EXTRAIT DU TEXTE ::
Peut-on encore filmer ou photographier la police sans se faire arrêter ? Nos droits fondamentaux sont-ils en danger ? Des images, des témoignages et des réflexions sur notre liberté d’expression menacée.
Conçu pour être itinérante, l’exposition collective Dont shoot ! se tiendra à partir du 3 novembre 2018 au pianofabriek. Des images, des témoignages et des réflexions sur notre liberté d’expression en danger.
ZIN TV, le Collectif Krasnyi, Frédéric Moreau de Bellaing et la Ligue des Droits de l’Homme se sont associés afin de rendre visible des scènes de répression policière contre les migrants, contre les mouvements sociaux et contre les citoyens solidaires… et de dénoncer les multiples tentatives de criminalisation d’initiatives solidaires. Témoignages d’une démocratie qui se détériore et qui perd lentement ses droits fondamentaux.
L’image de l’affiche de l’exposition montre un individu tirant à bout portant sur des migrants, cette image fait l’objet d’une demande de retrait par la cellule communication de la zone de Police Bruxelles CAPITALE Ixelles car ils y ont reconnu un de leurs collègues. La demande fut motivée en vue de protéger la vie privée de l’agent. En vue d’obtempérer avec la police, les organisateurs de l’exposition ont aussitôt barré le visage du membre du personnel de la Zone de police. L’idée n’est pas d’interroger l’identité du personnage mais sa fonction, surtout lorsque le port d’un brassard est obligatoire pour un policier en civil afin de ne pas le confondre avec un civil ordinaire…
L’exposition artistique montrera des images ayant survécues aux tentatives de censure sur le terrain, images d’une résistance pour la liberté d’information.
Voici une réflexion de ZIN TV sur le contexte de l’exposition.
Lorsqu’un agent de la police fédérale saisit la caméra de ZIN TV, comme ce fut le cas le 15 octobre 2015 à Bruxelles, il laisse pour seule preuve de sa créativité une carte mémoire vide. Toutes les données de la carte mémoire ont été effacées… Filmés au départ par une équipe de ZIN TV, les registres de ce jour-là contenaient le déroulement d’une manifestation sociale et d’une répression policière. Un policier arracha la caméra des mains du caméraman qui filmait et sans le vouloir, le policier filme le dernier plan de la journée, et il s’exclame : « il faut effacer ces images ! ». Puis, il s’exécuta en accédant dans le menu de la caméra, reconfigurant la carte SD avec la ferme intention de ne laisser aucune trace de cette journée.
Par cet acte, le policier s’est transformé en pirate, en un délinquant et ses collègues en complices… Car il n’existe aucune interdiction générale de photographier ou de filmer les actions de la police.

EXTRAITS DES DONNÉES ::
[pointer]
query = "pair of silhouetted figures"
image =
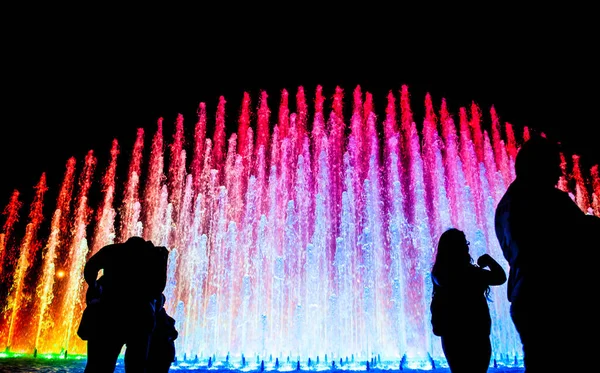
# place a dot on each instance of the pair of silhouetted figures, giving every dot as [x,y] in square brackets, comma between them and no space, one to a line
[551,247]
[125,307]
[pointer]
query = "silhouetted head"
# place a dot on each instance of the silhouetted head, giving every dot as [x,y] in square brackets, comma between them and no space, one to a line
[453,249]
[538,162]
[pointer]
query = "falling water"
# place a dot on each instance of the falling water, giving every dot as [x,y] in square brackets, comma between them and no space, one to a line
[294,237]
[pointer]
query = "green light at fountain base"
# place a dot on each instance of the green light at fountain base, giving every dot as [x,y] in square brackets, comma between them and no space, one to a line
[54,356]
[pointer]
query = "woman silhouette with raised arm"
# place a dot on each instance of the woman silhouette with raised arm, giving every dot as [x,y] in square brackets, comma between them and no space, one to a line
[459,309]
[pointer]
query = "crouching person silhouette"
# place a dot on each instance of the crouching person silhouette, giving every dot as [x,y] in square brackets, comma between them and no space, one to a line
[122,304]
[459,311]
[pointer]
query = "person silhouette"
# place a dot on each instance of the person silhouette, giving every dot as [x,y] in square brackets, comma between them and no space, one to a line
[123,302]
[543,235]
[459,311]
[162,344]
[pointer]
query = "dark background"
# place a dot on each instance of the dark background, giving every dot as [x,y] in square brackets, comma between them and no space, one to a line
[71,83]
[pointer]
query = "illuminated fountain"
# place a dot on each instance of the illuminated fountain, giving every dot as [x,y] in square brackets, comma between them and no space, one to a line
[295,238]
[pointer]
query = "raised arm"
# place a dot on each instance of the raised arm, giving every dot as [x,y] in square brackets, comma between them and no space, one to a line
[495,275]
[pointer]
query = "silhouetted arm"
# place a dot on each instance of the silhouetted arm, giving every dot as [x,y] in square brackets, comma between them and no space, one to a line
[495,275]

OBJECTIF DE LA TÂCHE :: Recopiez fidèlement le passage de l'extrait du texte sur l'exposition Dont shoot ! qui va de « Par cet acte, le » à « de la police. ».

RÉPONSE COMPLÈTE ::
Par cet acte, le policier s’est transformé en pirate, en un délinquant et ses collègues en complices… Car il n’existe aucune interdiction générale de photographier ou de filmer les actions de la police.